*STUDY TEXT*
= Beginning of Section =
- Decades:: 1980s; 1990s; 2000s; 2010s; 2020s;
- See also:: Other events of 2008 History of Taiwan • Timeline • Years

= 2008 in Taiwan =

The following events occurred in Taiwan in the year 2008. This year is numbered Minguo 97 according to the official Republic of China calendar.

==Incumbents==
- President – Chen Shui-bian, Ma Ying-jeou
- Vice President – Annette Lu, Vincent Siew
- Premier – Chang Chun-hsiung, Liu Chao-shiuan
- Vice Premier – Chiou I-jen, Chang Chun-hsiung, Paul Chiu

==Events==

===January===
- 12 January – 2008 Republic of China transitional justice referendums.
- 16 January – The promulgation of Partial Article Revision on Petroleum Administration Act.

===February===
- 1 February – The renaming of National College of Physical Education and Sports to National Taiwan Sport University.

===March===
- 9 March – The launching of the first line (Red Line) of Kaohsiung Mass Rapid Transit in Kaohsiung.
- 22 March – Ma Ying-jeou is elected President of the Republic of China with more than 58% of the votes in the 2008 presidential election, handing the presidency back to the Kuomintang (KMT) after eight years under the Democratic Progressive Party.
- 22 March – 2008 Taiwanese United Nations membership referendum.

===May===
- 18 May – 2008 Democratic Progressive Party chairmanship election.

===June===
- 23–27 June – Computer-simulated war gaming of Han Kuang Exercise.

===July===
- 1 July – The opening of Taipei Medical University Shuang-Ho Hospital in Zhonghe Township, Taipei County.
- 4 July – The first direct China-Taiwan flights begin in nearly 6 decades.
- 26 July – The closing of Chinese Culture and Movie Center in Taipei.

===August===
- 18 August – The opening of Museum of Jade Art in Zhongshan District, Taipei.

===September===
- 14 September – The launching of the second line of Kaohsiung Mass Rapid Transit in Kaohsiung City.
- 22–26 September – Field training exercises of Han Kuang Exercise.

===October===
- 7 October – The opening of Evergreen Maritime Museum in Zhongzheng District, Taipei.
- 9–12 October – The 3rd Taiwan Youth Day.
- 25 October – The 1025 rally to safeguard Taiwan is held in Taipei by the opposition Democratic Progressive Party to voice dissatisfaction with Taiwan's increasingly closer ties with Beijing.

===November===
- 3–7 November – Second Chen-Chiang summit, the first visit of Association for Relations Across the Taiwan Straits head to Taiwan.
= End of Section =
*MATERIAL PROVIDED*
= Beginning of Section =
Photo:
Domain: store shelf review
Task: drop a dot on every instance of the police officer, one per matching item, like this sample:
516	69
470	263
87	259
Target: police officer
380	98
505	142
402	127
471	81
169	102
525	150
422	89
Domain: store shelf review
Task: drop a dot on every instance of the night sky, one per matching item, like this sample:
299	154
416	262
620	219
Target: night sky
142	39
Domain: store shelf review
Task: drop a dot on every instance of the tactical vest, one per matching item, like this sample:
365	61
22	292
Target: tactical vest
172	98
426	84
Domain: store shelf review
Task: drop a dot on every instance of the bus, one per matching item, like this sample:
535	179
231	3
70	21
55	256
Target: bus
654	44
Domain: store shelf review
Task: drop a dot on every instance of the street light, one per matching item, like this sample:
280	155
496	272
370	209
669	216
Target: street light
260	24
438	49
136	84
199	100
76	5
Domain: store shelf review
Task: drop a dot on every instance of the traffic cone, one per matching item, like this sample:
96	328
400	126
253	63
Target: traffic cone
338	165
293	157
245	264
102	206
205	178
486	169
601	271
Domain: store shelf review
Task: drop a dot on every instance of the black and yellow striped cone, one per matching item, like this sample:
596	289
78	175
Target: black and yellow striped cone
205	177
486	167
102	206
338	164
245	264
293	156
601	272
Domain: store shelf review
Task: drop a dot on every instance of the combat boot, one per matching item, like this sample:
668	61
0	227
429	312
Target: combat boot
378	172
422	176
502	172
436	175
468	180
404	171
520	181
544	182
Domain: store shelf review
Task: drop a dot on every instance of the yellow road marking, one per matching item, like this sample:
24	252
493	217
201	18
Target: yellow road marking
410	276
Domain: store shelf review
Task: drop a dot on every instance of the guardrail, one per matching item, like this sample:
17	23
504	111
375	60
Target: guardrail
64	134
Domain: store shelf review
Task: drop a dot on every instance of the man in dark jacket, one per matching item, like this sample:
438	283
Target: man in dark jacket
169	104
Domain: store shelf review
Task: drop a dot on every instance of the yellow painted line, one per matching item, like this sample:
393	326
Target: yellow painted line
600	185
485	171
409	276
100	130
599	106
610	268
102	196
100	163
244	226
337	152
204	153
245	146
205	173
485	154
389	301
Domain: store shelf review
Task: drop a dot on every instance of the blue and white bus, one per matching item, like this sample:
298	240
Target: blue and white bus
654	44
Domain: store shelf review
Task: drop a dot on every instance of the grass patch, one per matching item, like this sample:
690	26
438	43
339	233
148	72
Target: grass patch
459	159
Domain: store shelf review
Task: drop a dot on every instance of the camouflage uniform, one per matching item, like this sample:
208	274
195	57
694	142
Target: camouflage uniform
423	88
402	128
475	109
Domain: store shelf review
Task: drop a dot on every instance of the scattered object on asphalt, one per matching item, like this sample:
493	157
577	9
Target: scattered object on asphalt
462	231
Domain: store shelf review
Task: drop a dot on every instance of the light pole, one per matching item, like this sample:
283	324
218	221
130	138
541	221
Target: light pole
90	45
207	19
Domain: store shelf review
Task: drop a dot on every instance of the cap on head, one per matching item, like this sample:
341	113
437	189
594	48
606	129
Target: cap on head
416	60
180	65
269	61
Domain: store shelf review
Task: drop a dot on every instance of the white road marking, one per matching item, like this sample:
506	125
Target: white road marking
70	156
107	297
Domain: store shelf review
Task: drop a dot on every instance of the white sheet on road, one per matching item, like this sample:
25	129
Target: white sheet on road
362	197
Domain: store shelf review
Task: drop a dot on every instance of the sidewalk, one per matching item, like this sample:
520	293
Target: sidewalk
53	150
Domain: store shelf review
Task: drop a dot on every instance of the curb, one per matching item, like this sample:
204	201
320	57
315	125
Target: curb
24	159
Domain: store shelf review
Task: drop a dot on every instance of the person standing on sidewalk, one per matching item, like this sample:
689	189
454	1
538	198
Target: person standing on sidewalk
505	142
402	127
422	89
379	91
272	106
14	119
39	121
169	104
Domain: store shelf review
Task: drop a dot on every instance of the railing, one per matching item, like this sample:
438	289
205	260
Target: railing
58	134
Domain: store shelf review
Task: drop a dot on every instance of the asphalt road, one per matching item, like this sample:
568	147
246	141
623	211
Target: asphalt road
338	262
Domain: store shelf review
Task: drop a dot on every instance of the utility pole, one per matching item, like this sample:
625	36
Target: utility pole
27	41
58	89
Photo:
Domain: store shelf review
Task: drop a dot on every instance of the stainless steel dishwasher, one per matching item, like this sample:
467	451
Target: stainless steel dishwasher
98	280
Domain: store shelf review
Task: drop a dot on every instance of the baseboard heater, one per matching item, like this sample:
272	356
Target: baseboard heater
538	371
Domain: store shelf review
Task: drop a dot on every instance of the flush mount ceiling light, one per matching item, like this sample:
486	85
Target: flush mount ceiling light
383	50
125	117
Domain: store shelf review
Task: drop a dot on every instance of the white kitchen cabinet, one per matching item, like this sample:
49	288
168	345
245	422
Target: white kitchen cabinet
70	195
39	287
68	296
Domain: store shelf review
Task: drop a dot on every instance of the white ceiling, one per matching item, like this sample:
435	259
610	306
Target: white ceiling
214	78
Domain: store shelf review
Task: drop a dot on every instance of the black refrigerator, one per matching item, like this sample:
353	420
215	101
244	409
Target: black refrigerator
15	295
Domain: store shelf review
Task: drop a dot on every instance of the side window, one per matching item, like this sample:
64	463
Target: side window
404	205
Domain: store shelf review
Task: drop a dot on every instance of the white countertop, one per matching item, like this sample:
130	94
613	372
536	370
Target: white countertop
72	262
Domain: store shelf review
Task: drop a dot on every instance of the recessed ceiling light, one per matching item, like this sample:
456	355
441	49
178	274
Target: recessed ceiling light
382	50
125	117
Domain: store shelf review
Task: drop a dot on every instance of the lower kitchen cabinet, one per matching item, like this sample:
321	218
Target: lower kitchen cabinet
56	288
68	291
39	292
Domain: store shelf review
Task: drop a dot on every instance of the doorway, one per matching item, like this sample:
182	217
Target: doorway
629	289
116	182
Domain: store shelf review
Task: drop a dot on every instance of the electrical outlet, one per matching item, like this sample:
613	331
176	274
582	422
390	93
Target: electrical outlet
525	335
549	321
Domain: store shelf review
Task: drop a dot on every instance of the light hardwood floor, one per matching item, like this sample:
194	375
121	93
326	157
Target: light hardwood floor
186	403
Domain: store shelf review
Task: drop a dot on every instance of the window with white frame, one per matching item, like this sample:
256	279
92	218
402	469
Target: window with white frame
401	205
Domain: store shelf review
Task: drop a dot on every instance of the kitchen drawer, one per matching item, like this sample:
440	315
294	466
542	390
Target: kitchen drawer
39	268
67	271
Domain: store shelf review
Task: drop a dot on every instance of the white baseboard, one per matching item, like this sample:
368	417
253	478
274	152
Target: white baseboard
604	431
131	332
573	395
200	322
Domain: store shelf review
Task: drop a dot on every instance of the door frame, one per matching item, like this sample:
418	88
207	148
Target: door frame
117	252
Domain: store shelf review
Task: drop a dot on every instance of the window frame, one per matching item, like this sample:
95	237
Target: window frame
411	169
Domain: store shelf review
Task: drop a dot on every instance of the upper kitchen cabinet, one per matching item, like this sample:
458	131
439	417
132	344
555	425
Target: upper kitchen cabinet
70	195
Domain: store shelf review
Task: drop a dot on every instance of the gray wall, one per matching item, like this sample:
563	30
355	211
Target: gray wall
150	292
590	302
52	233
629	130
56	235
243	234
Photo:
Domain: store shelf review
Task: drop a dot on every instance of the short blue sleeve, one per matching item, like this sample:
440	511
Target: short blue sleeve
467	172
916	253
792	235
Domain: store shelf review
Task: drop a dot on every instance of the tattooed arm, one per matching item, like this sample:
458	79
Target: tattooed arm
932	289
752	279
= End of Section =
*TASKS TO CARRY OUT*
1) Answer these questions from the 2008 in Taiwan page:
(a) Under the official Republic of China calendar, what is the year 2008 numbered?
(b) What share of the votes did Ma Ying-jeou win in the 2008 presidential election?
(c) What opened on 18 August, and where?
2) Sum up the 2008 in Taiwan page in two sentences.
3) List every person named in the incumbents list of the 2008 in Taiwan page, giving each name once.
The rows are not needed for anything that follows.

*ANSWERS FOR THE EXERCISE*
1)
(a) Minguo 97.
(b) More than 58%.
(c) The Museum of Jade Art opened in Zhongshan District, Taipei.

2) In 2008, Ma Ying-jeou was elected President of the Republic of China, which returned the presidency to the Kuomintang after eight years under the Democratic Progressive Party, and referendums were held in January and March. Over the year, Taiwan also opened two Kaohsiung Mass Rapid Transit lines, a hospital and two museums, began the first direct China-Taiwan flights in nearly six decades, held a Democratic Progressive Party rally against closer ties with Beijing and hosted the second Chen-Chiang summit.

3)
- Chen Shui-bian
- Ma Ying-jeou
- Annette Lu
- Vincent Siew
- Chang Chun-hsiung
- Liu Chao-shiuan
- Chiou I-jen
- Paul Chiu